**Okunacak bölüm:**
::::
Süleyman Soylu’ya da önemli bir koltuk vereceği dedikoduları kulaktan kulağa fısıldanıyor. Özellikle Soylu’nun AK Parti’ye transferi ile eski AP, DYP ve DP’liler ile ANAP’lıları parti çatısı altına çekmek ve daha güçlü bir AK Parti yaratmak hedeflendiği konuşuluyor.
Bugün baktığımızda merkez sağda AK Parti’ye alternatif olacak bir siyasi parti yok. Alternatif olacak gibi gösterilen HAS Parti zaten kapısına kilit vurmaya hazırlanıyor. Saadet Partisi ve Demokrat Parti de toparlanacağı yerde kan kayıpları yaşamaya devam ediyorlar.
Bu gelişmelere baktığımızda merkez sağda gülcü bir parti çıkmadığı sürece AK Parti’nin, Başbakan Erdoğan’ın hedeflediği gibi AK Parti 2023’e kadar iktidarda kalmaması için bir alternatif yok gibi gözüküyor.
Bu gelişmelere baktığımızda Başbakan ve AK Parti Genel Başkanı Recep Tayyip Erdoğan’ın Baş Danışmanı Nabi Avcı da yeni parti vitrininde ön plana çıkıyor.
30 Eylül’deki Büyük Kongrede partinin yeni vitrininde yer alacak Nabi Hoca’ya, 4+4+4 yeni eğitim yasası tartışmaları çerçevesinde yıprandığı iddia edilen Milli Eğitim Bakanı Ömer Dinçer’in yerine yenilecek bakanlar kurulu içerisinde Milli Eğitim Bakanlığı görevi verileceği söylentileri tavan yaptı.
Geçen yıl yapılan seçimler sonunda özellikle Eskişehir’de bakan olacağı kesin gözüyle bakılan Nabi Hoca’nın bakanlar kurulu listesine girememesi büyük bir hayal kırıklığı yaşatmıştı.
Bakalım Büyük Kongre’den sonra yenilecek bakanlar kurulu içerisinde yer alabilecek mi?
Kemal Unakıtan’dan sonra Eskişehir’e bir bakanlık verilmemesinin gerekçesinin, Başbakan Erdoğan’ın Büyükşehir Belediye Başkanlığı koltuğuna AK Parti’nin adayının seçilmemesi nedeniyle kırgın olduğu fısıltı gazetelerinde yer almıştı.
Bu dedikodunun kırılması ve 2013 yılında yapılacak olan yerel seçimlerde Büyükşehir Belediye Başkanlığı koltuğuna AK Parti’nin adayının oturması için Eskişehir’e bir bakanlık verilmesinin şart olduğu Başbakan Recep Tayyip Erdoğan’nın beynine kazınmış!
Bakalım bu kez beklentiler gerçek olacak mı?
‘ESNAFI AVM’LER BİTİRDİ’
CHP Eskişehir Milletvekili Kazım Kurt, Gümrük ve Ticaret Bakanı’na vermiş olduğu yazılı soru önergesinde, “Son yıllarda küçük esnafın durumunun hiç de iyi olmadığını, bunun nedenlerinin başında hükümetin yanlış ekonomik politikaları ve büyük alış veriş merkezlerinin açılması” olduğunu belirtmiş.
::::
**Sağlanan liste:**
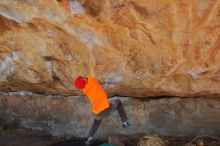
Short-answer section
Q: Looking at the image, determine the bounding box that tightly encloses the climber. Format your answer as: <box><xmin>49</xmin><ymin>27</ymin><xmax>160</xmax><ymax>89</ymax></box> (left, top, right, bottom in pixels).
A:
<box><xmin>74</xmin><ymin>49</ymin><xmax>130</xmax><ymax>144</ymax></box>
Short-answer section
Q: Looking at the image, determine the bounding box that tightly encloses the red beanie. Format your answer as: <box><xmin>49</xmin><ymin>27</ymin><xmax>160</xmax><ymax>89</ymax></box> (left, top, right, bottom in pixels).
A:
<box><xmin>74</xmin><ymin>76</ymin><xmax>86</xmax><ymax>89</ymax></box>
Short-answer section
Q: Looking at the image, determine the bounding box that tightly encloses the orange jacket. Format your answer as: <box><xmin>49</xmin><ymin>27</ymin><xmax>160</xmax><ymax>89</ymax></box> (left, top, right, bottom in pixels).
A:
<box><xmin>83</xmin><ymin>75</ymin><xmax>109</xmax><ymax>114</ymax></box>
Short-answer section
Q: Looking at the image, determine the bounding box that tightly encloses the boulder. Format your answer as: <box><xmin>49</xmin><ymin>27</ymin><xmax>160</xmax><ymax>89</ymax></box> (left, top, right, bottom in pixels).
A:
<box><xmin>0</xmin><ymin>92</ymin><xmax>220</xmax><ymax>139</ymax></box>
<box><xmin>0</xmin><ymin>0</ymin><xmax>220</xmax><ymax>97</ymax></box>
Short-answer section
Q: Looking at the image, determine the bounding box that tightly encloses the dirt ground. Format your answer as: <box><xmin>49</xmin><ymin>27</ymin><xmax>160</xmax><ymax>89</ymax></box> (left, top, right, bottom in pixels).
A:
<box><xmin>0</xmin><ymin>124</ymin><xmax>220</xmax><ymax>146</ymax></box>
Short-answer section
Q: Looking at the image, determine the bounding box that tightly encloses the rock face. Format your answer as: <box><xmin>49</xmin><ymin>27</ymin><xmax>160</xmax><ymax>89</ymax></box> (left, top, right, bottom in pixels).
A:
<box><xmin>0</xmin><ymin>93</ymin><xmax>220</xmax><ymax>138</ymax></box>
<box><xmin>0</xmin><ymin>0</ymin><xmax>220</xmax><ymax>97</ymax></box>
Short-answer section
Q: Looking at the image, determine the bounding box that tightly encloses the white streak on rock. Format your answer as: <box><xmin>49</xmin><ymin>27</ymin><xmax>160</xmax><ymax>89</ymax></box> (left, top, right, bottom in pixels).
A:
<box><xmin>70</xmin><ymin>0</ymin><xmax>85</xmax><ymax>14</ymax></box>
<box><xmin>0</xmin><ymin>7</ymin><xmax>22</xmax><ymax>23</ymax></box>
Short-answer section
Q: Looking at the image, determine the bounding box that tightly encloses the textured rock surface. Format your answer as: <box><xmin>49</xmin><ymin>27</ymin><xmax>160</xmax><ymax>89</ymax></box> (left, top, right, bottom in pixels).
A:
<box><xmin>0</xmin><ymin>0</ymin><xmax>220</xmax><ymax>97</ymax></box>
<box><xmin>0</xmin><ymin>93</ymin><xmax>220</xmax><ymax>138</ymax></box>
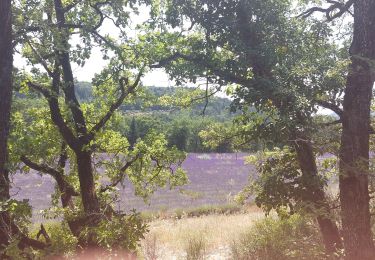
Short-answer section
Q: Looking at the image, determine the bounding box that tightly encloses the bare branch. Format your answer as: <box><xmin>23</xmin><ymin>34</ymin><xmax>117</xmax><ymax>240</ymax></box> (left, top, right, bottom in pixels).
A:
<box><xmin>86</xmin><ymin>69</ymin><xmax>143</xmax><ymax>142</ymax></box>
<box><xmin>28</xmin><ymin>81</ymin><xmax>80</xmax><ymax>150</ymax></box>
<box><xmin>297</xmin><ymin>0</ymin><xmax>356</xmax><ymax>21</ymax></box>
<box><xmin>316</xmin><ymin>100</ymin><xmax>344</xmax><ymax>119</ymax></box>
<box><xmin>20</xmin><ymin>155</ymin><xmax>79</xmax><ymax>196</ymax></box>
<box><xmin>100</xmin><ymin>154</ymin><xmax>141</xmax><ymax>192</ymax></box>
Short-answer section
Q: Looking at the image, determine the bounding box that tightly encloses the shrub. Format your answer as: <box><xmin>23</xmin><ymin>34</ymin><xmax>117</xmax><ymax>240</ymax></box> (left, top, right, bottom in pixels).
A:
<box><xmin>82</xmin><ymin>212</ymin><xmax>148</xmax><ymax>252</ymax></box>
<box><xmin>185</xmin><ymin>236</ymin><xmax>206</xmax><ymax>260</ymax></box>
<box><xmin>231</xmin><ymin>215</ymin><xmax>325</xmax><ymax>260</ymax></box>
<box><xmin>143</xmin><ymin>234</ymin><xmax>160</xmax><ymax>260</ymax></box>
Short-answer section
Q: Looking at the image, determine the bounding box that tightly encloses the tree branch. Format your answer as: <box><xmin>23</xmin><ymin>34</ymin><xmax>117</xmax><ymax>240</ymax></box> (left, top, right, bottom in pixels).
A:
::::
**İstenen iş:** AK Parti kulisleriyle ilgili metinden "Geçen yıl yapılan" ifadesiyle başlayıp "yer alabilecek mi?" ifadesiyle biten kısmı olduğu gibi aktarın.

**Tamamlanan görev:**
Geçen yıl yapılan seçimler sonunda özellikle Eskişehir’de bakan olacağı kesin gözüyle bakılan Nabi Hoca’nın bakanlar kurulu listesine girememesi büyük bir hayal kırıklığı yaşatmıştı.
Bakalım Büyük Kongre’den sonra yenilecek bakanlar kurulu içerisinde yer alabilecek mi?